### ASSIGNED TASK A
In the post about Stornoway, what is the ash tree's scientific name?
### ASSIGNED TASK B
Rewrite the stretch of the Stornoway post from "Somehow, criminally, I" through "there last year.", swapping "acoustic" for "live".

### DOCUMENT TEXT

Somehow, criminally, I haven't posted about Stornoway here yet this year. Let's fix that. It is a Monday night (almost) in June, after all (IYKYK.) They've a new acoustic version of Anwen on the way this week which I am very excited to hear having listened to Brian and Fyfe Dangerfield playing the track a few times at the London Wetland Centre during and after their album launch event there last year.
For now, though, I'm enjoying this latest version of Excelsior, a reworking of the track by composer Edward Nesbit and my friend Tom Hodgson, a beloved member of the extended Stornoway touring party, featuring Sydney Wang on piano. The track was already beautiful, a highlight of one of my favourite records of the last few years, and this version is a stunner. Tender and poignant and somehow mournful and celebratory at the same time, I love it.
I'm reading How To Read A Tree by Tristan Gooley at the moment (among far too many other books to admit) so trees are very much on the brain at the moment, and this song is about ash dieback, a fungal disease affecting our ash trees. The ash tree's scientific name is 'Fraxinus excelsior' (hence the name of the song) with excelsior translating from Latin to 'ever upward'. I think that the song is a kind of call to arms to do what we can to protect nature, to appreciate the wonders of nature around us - something that is at the heart of everything the band do.

### RECORD EXTRACTS
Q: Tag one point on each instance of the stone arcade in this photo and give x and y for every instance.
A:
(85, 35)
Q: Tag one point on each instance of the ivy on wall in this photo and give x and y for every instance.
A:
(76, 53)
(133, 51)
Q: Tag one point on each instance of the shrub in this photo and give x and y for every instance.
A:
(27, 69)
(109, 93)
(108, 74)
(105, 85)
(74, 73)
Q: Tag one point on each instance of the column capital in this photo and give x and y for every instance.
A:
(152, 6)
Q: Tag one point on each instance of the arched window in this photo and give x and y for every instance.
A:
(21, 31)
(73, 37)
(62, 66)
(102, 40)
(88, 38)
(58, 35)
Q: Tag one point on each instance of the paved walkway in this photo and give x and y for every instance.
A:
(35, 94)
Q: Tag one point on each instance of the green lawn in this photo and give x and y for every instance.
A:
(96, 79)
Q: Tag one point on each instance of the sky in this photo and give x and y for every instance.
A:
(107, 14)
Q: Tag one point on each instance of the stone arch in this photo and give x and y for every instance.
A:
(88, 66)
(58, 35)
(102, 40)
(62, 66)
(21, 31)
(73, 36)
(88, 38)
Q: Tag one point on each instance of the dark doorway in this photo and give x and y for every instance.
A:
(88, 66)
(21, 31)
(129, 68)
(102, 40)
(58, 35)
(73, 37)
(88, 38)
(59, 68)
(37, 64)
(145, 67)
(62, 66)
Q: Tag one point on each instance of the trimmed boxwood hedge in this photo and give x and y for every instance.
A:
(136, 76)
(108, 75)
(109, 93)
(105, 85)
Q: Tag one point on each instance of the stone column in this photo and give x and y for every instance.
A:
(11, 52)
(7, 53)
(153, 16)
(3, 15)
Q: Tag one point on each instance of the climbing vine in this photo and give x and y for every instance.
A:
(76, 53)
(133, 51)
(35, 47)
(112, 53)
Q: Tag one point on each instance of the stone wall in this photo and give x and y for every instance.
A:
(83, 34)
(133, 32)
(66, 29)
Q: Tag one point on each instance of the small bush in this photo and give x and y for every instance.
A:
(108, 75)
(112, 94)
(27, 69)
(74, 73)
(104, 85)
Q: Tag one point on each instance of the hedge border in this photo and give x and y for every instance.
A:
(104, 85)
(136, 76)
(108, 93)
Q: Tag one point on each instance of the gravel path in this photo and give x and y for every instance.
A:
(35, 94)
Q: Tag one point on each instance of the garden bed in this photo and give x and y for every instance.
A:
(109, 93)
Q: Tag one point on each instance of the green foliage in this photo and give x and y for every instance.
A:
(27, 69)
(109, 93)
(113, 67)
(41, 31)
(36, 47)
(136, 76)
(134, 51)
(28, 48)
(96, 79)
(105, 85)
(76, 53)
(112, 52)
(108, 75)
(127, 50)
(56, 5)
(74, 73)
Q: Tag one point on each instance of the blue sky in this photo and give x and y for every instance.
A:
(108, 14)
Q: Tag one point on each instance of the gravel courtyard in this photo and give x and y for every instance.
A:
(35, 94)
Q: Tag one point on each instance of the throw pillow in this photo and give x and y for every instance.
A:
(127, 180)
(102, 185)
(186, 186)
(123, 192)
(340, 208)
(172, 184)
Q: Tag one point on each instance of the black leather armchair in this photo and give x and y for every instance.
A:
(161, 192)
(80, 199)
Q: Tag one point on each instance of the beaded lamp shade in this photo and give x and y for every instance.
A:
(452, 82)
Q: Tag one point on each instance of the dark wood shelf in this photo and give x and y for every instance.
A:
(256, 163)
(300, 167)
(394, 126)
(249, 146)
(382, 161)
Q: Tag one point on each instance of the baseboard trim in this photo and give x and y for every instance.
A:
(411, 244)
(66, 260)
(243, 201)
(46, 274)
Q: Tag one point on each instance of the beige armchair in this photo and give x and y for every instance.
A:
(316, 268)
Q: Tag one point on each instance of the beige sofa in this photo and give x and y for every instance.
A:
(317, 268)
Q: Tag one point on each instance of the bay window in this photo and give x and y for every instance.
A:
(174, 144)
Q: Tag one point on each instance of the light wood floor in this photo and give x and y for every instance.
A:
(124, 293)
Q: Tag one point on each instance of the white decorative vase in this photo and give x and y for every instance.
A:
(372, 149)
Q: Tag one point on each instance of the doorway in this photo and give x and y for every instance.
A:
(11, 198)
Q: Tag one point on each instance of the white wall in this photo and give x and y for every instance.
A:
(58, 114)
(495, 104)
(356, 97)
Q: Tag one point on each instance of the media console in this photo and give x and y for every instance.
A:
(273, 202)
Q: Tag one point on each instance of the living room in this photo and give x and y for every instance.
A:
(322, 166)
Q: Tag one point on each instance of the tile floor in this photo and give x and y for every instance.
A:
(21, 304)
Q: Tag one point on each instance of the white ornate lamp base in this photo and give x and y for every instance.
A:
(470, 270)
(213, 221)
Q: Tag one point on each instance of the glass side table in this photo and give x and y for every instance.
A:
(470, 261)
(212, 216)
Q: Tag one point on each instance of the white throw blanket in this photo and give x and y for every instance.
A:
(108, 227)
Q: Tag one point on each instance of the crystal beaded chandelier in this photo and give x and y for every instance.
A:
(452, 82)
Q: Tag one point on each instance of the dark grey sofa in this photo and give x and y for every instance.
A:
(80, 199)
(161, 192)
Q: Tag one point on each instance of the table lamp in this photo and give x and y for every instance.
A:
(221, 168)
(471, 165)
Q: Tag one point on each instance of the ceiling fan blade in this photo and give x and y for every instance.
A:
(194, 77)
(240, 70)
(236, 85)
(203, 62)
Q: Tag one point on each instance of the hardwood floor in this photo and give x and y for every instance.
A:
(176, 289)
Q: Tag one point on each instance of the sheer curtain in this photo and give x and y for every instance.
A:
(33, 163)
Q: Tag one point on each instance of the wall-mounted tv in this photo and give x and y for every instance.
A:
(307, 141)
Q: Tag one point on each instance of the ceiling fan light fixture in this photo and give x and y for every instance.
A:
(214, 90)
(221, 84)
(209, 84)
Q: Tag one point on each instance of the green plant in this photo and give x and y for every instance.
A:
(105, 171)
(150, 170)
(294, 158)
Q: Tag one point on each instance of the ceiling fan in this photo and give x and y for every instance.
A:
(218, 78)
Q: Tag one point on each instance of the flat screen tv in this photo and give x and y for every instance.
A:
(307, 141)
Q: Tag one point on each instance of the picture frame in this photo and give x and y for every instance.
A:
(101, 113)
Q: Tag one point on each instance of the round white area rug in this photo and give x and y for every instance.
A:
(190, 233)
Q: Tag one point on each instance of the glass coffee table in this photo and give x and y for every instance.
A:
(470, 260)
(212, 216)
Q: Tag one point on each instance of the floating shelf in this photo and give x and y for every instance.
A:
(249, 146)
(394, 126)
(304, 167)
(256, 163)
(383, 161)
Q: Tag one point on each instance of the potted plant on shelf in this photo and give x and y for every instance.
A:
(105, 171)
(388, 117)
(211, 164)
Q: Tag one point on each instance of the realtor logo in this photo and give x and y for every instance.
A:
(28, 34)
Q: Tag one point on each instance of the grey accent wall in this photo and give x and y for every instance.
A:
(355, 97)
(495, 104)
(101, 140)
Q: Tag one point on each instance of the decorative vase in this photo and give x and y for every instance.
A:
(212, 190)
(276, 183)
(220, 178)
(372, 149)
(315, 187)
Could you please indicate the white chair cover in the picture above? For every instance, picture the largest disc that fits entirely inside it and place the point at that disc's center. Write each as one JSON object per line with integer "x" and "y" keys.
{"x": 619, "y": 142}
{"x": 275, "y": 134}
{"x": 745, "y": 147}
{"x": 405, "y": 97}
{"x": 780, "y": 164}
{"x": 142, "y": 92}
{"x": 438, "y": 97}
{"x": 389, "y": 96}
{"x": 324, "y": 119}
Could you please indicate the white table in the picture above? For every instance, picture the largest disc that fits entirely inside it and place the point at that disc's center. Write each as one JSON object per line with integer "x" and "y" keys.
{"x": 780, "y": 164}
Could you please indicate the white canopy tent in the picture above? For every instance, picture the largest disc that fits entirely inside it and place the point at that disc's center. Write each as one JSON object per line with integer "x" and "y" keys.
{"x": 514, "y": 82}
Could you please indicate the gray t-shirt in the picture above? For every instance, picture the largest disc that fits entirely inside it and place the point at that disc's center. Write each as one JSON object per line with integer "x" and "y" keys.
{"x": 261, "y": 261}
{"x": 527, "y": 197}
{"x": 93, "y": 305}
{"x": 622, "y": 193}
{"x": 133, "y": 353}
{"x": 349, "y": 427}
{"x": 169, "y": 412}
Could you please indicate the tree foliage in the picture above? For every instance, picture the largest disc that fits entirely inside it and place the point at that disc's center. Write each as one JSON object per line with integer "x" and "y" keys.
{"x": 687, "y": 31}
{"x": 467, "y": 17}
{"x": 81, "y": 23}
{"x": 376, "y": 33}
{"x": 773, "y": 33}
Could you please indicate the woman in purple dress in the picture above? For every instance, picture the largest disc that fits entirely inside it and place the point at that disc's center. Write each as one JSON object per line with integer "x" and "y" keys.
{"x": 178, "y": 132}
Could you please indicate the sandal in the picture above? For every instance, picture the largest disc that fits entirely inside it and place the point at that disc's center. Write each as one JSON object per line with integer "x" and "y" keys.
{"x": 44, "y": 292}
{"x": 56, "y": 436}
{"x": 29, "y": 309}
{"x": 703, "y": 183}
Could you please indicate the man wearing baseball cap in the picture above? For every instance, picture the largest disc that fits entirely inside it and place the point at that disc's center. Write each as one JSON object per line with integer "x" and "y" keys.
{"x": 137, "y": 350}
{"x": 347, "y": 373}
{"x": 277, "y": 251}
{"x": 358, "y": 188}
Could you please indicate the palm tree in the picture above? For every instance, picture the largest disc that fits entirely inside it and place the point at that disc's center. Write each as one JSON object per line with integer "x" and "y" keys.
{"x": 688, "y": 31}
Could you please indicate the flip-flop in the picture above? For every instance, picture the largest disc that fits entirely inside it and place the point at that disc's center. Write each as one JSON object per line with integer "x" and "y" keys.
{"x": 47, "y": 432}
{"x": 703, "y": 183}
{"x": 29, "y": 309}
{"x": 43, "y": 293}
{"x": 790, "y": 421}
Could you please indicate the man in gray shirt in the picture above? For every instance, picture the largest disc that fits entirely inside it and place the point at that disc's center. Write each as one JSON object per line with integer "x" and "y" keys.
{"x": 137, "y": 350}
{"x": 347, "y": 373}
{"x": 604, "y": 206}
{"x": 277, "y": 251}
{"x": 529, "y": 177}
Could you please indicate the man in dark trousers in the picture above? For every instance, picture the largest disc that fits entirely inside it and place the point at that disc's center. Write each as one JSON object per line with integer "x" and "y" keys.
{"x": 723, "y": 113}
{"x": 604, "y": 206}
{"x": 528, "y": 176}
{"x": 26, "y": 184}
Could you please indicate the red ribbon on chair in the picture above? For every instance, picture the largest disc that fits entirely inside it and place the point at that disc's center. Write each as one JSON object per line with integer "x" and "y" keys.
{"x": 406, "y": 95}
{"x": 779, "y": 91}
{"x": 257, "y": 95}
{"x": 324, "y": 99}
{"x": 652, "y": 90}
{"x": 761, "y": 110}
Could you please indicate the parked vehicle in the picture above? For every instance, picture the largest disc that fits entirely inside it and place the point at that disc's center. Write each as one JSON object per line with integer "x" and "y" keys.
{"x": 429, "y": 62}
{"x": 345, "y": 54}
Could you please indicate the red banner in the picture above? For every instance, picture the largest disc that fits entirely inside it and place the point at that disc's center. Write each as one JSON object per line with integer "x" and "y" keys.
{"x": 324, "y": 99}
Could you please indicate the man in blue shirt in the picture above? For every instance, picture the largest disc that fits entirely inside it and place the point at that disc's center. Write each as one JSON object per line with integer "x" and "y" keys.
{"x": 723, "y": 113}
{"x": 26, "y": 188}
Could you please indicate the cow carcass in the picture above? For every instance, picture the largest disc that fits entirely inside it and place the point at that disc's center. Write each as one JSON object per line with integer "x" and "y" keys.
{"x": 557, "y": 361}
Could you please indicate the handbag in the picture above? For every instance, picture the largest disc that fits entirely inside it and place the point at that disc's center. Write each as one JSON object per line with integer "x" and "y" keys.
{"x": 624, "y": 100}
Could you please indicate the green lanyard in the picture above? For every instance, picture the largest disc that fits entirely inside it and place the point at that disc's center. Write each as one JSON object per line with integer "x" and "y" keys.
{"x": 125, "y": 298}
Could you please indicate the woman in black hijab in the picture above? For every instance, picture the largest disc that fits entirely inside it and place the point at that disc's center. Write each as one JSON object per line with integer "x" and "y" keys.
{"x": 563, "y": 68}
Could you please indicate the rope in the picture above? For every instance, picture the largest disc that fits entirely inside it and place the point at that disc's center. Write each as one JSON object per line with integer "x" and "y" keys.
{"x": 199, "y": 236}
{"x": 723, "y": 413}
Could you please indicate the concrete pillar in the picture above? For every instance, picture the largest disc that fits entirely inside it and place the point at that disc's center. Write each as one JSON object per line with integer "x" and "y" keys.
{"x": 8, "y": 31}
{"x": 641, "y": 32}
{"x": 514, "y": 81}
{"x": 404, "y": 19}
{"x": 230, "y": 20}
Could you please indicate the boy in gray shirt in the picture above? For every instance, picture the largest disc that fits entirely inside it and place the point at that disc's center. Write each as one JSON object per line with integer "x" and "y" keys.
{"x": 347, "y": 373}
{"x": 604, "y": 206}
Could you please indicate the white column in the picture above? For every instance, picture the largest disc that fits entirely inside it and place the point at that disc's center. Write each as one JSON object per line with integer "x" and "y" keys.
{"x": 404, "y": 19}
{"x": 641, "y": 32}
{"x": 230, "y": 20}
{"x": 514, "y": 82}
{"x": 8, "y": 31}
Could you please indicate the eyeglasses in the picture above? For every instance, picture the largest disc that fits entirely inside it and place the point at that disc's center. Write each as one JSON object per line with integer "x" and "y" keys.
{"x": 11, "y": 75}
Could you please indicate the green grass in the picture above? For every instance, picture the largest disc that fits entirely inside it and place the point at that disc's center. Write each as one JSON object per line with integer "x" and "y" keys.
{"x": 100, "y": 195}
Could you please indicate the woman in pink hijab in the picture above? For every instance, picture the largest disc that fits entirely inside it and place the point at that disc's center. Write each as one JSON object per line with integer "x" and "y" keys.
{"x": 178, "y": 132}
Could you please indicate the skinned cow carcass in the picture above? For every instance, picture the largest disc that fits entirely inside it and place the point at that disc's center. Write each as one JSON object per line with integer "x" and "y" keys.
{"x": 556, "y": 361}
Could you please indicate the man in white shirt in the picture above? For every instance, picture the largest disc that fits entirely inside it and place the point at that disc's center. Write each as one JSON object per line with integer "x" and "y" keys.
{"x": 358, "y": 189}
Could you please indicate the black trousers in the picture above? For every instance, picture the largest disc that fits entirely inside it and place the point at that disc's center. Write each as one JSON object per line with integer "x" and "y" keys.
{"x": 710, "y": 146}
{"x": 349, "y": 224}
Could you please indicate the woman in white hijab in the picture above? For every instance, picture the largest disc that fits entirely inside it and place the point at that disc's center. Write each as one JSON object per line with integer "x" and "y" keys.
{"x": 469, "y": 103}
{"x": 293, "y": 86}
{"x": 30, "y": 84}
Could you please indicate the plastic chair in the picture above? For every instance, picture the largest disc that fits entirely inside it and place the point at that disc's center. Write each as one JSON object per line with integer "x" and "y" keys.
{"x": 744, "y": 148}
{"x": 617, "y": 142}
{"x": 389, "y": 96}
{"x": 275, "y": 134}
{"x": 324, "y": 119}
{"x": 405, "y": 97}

### REPLY A
Fraxinus excelsior

### REPLY B
Somehow, criminally, I haven't posted about Stornoway here yet this year. Let's fix that. It is a Monday night (almost) in June, after all (IYKYK.) They've a new live version of Anwen on the way this week which I am very excited to hear having listened to Brian and Fyfe Dangerfield playing the track a few times at the London Wetland Centre during and after their album launch event there last year.